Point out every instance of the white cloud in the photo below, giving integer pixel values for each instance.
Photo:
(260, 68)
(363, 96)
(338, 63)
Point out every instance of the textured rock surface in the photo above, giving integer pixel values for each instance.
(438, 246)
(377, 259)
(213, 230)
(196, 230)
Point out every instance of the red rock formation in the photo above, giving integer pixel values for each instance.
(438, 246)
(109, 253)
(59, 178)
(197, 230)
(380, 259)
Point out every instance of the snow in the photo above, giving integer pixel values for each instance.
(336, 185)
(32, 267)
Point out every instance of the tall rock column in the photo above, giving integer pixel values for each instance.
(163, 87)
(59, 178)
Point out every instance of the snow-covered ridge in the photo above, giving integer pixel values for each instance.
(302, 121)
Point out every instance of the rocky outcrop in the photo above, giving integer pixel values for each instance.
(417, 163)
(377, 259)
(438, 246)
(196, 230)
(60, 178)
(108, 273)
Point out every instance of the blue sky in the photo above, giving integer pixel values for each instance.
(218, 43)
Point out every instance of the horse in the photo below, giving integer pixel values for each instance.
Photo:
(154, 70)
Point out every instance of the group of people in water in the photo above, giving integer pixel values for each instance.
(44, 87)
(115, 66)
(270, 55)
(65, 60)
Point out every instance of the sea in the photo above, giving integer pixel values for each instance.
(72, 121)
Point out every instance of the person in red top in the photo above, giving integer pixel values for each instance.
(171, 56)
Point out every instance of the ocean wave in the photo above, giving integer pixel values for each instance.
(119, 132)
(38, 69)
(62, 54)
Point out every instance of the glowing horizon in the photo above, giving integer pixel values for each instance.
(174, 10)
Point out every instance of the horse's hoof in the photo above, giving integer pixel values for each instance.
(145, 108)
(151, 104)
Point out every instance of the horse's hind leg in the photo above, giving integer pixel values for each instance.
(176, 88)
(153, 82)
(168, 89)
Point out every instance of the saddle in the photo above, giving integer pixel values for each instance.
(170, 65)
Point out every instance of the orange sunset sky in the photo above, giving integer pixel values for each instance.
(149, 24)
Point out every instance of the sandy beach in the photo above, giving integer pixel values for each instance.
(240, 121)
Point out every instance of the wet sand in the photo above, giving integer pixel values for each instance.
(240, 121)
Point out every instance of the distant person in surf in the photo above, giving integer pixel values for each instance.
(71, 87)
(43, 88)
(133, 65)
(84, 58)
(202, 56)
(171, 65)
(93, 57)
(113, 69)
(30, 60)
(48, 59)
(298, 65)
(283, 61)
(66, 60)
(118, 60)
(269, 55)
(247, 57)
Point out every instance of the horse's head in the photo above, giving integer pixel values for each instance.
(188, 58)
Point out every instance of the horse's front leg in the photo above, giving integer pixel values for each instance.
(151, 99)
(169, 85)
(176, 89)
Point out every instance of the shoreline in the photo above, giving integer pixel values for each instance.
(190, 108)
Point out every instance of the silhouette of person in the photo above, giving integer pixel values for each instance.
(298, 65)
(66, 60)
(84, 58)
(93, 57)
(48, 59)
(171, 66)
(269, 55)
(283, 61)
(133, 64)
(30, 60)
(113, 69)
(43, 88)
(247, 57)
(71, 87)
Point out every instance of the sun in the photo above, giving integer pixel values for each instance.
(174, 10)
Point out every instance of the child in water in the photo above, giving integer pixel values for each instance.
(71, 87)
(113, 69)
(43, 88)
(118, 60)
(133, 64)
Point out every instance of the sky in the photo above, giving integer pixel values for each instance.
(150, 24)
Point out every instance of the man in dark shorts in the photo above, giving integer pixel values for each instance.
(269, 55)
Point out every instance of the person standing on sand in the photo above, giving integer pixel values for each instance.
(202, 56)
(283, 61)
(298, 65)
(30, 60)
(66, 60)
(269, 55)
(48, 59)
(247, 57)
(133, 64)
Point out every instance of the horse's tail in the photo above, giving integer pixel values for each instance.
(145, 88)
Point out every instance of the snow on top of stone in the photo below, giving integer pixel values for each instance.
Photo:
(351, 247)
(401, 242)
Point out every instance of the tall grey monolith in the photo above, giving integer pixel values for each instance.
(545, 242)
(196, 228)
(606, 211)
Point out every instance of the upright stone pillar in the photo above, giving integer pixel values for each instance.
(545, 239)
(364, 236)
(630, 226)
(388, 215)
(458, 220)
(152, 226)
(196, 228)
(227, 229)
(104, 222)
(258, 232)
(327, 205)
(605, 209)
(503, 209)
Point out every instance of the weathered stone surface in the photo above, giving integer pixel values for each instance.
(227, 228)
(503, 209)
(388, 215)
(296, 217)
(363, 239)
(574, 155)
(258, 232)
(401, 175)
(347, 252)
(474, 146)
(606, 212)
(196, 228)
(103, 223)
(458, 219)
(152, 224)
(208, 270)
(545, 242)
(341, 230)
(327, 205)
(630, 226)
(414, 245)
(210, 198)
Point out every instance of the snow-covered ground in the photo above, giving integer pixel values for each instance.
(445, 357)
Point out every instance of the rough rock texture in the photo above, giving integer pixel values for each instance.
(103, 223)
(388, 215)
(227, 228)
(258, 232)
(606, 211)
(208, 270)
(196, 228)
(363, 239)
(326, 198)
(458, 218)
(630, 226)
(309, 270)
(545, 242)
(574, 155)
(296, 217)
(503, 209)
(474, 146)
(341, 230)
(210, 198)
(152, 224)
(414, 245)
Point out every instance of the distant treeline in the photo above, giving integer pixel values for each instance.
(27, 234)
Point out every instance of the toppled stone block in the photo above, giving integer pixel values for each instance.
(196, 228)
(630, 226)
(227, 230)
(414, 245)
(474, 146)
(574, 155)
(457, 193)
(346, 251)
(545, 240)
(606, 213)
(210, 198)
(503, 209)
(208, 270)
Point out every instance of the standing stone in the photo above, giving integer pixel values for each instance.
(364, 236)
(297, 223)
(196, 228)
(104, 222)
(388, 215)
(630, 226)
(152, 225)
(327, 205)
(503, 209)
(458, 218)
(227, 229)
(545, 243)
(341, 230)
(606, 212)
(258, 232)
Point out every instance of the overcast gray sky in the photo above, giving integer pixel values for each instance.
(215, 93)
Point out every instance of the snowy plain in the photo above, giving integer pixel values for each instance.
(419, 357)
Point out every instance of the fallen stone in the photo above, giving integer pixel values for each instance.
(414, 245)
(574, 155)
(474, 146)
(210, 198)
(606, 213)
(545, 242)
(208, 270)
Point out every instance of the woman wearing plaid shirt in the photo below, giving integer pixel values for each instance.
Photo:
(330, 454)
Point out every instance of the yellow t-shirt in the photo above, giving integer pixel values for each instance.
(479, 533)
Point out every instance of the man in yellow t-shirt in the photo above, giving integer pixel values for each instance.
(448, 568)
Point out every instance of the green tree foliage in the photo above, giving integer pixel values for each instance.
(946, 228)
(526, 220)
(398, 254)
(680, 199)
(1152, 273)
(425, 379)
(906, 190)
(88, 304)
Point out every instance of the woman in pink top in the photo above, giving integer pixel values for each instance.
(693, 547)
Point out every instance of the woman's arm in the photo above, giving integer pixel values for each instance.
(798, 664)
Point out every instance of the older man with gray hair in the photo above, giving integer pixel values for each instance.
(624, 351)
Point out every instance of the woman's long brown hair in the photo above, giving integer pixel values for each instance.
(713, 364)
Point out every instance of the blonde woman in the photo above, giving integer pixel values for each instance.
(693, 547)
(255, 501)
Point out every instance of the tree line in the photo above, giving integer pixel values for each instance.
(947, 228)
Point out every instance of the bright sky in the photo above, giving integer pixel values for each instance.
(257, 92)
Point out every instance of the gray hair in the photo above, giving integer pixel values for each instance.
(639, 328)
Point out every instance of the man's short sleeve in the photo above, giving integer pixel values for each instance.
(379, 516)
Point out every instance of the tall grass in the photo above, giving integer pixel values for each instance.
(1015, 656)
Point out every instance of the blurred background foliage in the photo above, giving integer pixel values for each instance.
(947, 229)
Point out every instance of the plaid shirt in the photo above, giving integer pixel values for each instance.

------------------------------------------------

**EXERCISE AIM:** Only lines that include "below" belong in the answer; copy all of them from the listing.

**TASK ANSWER:**
Point out every instance of the white cloud in the photo below, giving integer pixel values for each instance.
Point out every instance of the horse in the photo below, giving integer pixel values for each instance.
Point out every instance of the snow on top of stone in the photo below, giving integer pixel values for each instance.
Point out every instance of the woman wearing plaid shirt in the photo below, giving integer pixel values for each instance.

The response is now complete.